The project would lease school trust lands for tar sands extraction in the Book Cliffs area, directly impacting PR Springs, a site which is also utilized for camping and recreation.

“Destruction of education trust lands through tar sands mining is contrary to the mandate of this agency Continue reading

Taxidermy the Rich

18 Jan

Climate Change Insight Gleaned From Yellowstone Wolves

2 Dec

Scientists studying grey wolves in Yellowstone national park have developed a method to predict how animals will respond to climate change.

The discoveries gleaned from the study, published on Thursday in Science, could eventually help scientists discover which animals are more resilient to climate change – and which would be at most immediate risk of extinction.

“We now have the tools to determine how wolves would react to climate change,” said Tim Coulson, a professor of life sciences at Imperial College London, who led the study. “With any luck, in the future we can apply the methods developed from the wolves down to small mites or to large herbivores.”

The study used data that is already routinely collected on radio-collared wolves to get a glimpse of some basic responses to a changing environment – population numbers, genetics, body size, and the timing of key events in the wolf life cycle, such as when they first have pups.

It also took account of changing genetics in the wolves’ coats. Unlike in Europe, the grey wolves of Yellowstone actually have black or grey coats.

Research scientists from the US department of the interior, Utah State University and the University of California travelled over the park by helicopter, tracking wolf packs. They shot the wolves from the air with darts, before descending to weigh them and take blood samples. The scientists collected more than a decade’s worth of data from the 280 wolves living in the park.

The animals were re-introduced to Yellowstone in the mid-1990s after being driven to extinction more than 70 years earlier. White settlers to the Rocky Mountain West in the late 19th and early 20th centuries shot, poisoned and trapped wolves at will – an extermination effort encouraged by the federal government, which was interested in promoting livestock interests.

The last wolf was reported shot in the area around Yellowstone in the 1920s.

Since their re-introduction, however, the wolf population has exploded in the areas around the park. Wildlife officials estimate there are now about 1,700 wolves in Montana, Idaho, Wyoming, Oregon and Washington – about five times more than envisaged under the original recovery plan.

#### [Information provided]
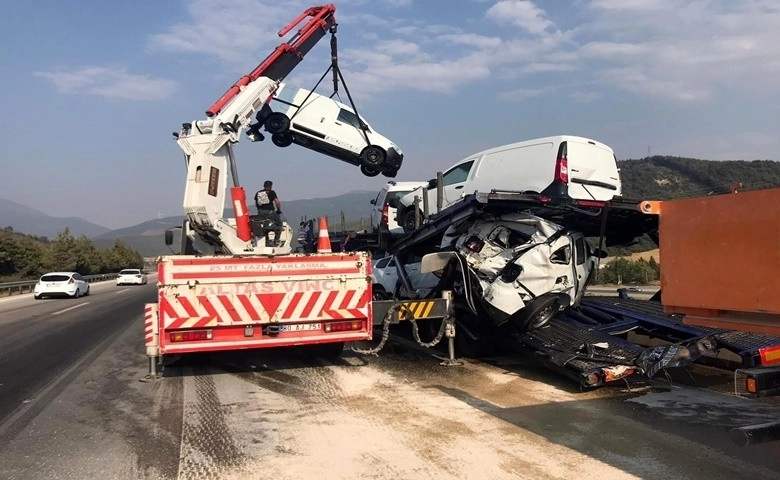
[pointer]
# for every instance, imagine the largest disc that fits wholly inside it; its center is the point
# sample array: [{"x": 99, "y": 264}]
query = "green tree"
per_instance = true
[
  {"x": 121, "y": 256},
  {"x": 88, "y": 258},
  {"x": 63, "y": 252}
]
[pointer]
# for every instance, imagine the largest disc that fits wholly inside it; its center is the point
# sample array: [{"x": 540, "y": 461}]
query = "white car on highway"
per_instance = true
[
  {"x": 61, "y": 284},
  {"x": 131, "y": 276}
]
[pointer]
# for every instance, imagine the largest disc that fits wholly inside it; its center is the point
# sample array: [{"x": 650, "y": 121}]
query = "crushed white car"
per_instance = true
[
  {"x": 319, "y": 123},
  {"x": 516, "y": 268}
]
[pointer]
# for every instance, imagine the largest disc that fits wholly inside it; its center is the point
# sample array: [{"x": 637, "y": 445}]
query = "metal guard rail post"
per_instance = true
[{"x": 10, "y": 288}]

#### [Your goal]
Can you extract, word for word, everything in the passage on Yellowstone wolves from "Since their re-introduction, however, the" down to "original recovery plan."? The listing isn't needed here.

#### [Task result]
Since their re-introduction, however, the wolf population has exploded in the areas around the park. Wildlife officials estimate there are now about 1,700 wolves in Montana, Idaho, Wyoming, Oregon and Washington – about five times more than envisaged under the original recovery plan.